AIM:
Pick up the report on the Maguire–Bingham snooker match after its final sentence and carry it on.

SELECTED TEXT:
===
100-1 (71), 77-22 (62), 26-63 (56), 114-12 (114), 0-86 (79), 110-0 (110), 0-133 (55, 78), 25-73, 11-89 (73), 108-16 (71), 0-119 (118), 8-71, 51-50, 67-40, 77-0 (77), 59-72 (58), 92-8 (82)

In a match that would prove to be full of both high quality and high drama, the bulk of the former was to come during the afternoon session, as Stephen Maguire hit breaks of 114, 110, 71 and 62 on his way to a 4-2 lead.

Having led throughout the early stages of the match, Stephen could have been forgiven for being disappointed then, to have not carried a lead into the evening session, but in truth Stuart had not played badly himself and responded well to largely shut his opponent out and take the next two frames to level at 4-4.

As the evening session got underway, observers wondered who would settle the most quickly and we soon had our answer, as Bingham took advantage of a ‘hit and hope’ shot from the Scot to move into the lead for the first time in the match at 5-4.

Despite a missed black off the spot, Maguire was able to take the tenth frame to break Bingham’s three-frame winning streak, but the man who Dominic Dale in commentary amusingly described as a ‘happy Buddha’, continued to look by far the more composed of the two players and added the next two frames before the interval to lead by two at 7-5.

While we had seen a terrific standard of play up to this point, the turning point in the match was to come during a highly dramatic 13th frame, which saw several chances come and go for both players. With Stuart looking to all but wrap up the match and move one away from the title at 8-5, his best chance came when having ended a long, tense battle over the blue by fluking it into the left-middle pocket, while attempting to lay a snooker, he found himself with a shot at the pink into the same pocket to take the frame.

With cue ball and object ball so close to each other however, the shot was not as straight-forward as it might have appeared and crucially he missed, leaving Maguire in to pot pink and black to get himself back into the match at 6-7.

Having looked anxious all evening up until this point, Stephen suddenly had fresh impetus in the match, while it was Stuart who suddenly began to look the more troubled of the two and the combination of a missed blue from him and a brave double from the Scot, ensured that the scoreline would soon be level at 7-7,

With the momentum behind him, Maguire hit a break of 77 to regain the lead in the match at 8-7 and leading 59-6 in the next following an early re-rack, looked as though he might kill off the match there and then.

Winning a match as dramatic as this was never going to be that easy however, and following another ‘hit and hope’ shot from Maguire when snookered, Stuart produced a gutsy clearance to take the match into a deciding frame.

The early moments of the 17th and final frame were as cagey as you would expect, though both players having overcome moments earlier in the match where they had buckled under the pressure of the situation, now looked as calm and composed as they had at any stage during the previous couple of hours.

Following an in-off from Stuart however, it would be Maguire who would strike the deciding blow, a break of 82, marked on match ball by Stephen punching the table three times in delight when the match was beyond doubt. As he explained in his post-match interview, it will hurt in the morning, but he will not care too much about that.

Indeed for Maguire it is a tremendous victory and no doubt he will be extremely relieved as having lost his last three ranking event finals, all in close finishes, he could have been forgiven for thinking that the same might have happened tonight.
===
DATA EXTRACT:
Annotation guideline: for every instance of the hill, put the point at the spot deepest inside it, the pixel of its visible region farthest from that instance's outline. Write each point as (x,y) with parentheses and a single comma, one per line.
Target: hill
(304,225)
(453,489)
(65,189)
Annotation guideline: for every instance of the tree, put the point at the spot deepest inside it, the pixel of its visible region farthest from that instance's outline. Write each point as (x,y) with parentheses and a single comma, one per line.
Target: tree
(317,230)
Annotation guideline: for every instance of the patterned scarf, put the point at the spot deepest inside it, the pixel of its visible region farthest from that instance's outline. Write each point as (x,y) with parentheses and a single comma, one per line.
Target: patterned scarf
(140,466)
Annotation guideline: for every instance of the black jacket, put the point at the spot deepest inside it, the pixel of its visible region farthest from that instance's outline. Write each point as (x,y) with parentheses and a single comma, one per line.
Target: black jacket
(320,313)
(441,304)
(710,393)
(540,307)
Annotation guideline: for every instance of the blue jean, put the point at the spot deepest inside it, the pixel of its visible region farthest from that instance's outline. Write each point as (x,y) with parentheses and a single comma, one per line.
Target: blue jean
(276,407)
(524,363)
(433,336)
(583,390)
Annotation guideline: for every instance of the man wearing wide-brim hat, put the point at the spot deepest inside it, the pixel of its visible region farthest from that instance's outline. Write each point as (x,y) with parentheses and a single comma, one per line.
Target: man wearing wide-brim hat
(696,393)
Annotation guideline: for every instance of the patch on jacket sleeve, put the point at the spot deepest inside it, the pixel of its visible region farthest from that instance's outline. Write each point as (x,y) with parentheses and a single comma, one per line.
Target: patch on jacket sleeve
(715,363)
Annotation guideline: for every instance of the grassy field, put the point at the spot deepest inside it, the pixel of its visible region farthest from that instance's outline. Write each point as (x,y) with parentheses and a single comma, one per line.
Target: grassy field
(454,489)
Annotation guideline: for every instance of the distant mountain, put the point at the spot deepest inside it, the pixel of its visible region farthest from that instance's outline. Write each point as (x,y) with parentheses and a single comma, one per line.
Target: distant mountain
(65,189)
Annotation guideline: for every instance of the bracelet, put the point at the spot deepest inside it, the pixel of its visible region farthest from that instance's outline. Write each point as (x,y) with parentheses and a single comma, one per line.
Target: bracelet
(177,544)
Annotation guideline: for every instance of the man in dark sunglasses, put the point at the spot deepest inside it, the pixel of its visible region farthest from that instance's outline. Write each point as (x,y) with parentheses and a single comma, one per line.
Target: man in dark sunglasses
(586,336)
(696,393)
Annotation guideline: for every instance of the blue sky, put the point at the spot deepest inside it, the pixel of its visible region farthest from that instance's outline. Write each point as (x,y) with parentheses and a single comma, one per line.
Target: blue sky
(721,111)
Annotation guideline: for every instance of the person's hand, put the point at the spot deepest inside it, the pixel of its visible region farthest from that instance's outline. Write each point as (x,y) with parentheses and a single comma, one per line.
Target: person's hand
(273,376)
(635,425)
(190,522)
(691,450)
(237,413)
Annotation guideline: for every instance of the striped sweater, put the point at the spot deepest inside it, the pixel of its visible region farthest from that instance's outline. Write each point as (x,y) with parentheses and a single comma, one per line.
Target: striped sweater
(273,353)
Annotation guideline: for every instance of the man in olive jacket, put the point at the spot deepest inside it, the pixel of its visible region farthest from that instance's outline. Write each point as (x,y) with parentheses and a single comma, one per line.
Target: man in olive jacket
===
THE RESULT:
Although he was able to win a couple of PTC titles in 2012, Stephen’s focus has always been on the bigger tournaments and after a lean spell following his last full-ranking event victory at the 2008 tournament, there have been few more consistent than him during the past couple of seasons.

One of my favourite players in the game to watch and one who following his victory at the 2004 UK Championship looked to have the snooker world at his feet, a victory such as this has been long overdue and it will be interesting to see now whether the win spurs him on to greater things, with the Crucible looming large on the horizon.

Turning to Stuart, he appeared to be extremely disappointed after the match and understandably so, having come so close to taking an 8-5 lead at one stage of the match. But he can look back on what has been another excellent week for him overall and be proud of his achievements in Newport. His clearance against Neil Robertson was one of the best that you could ever wish to see and his comeback against Ding Junhui was equally as impressive.

Up to number seven in the world, Stuart has now proven beyond any doubt that he deserves to be there. No longer is he a ’16-22′ player as I heard someone describe him this week, but he is a legitimate contender for any tournament that he enters.

At this stage I usually summarise the event as a whole and today is no different. Coming on the back of the German Masters, which always sees huge, incredibly enthusiastic crowds, the Welsh Open can struggle to follow on from that event, but this year I thought came across well, with decent crowds and some excellent matches.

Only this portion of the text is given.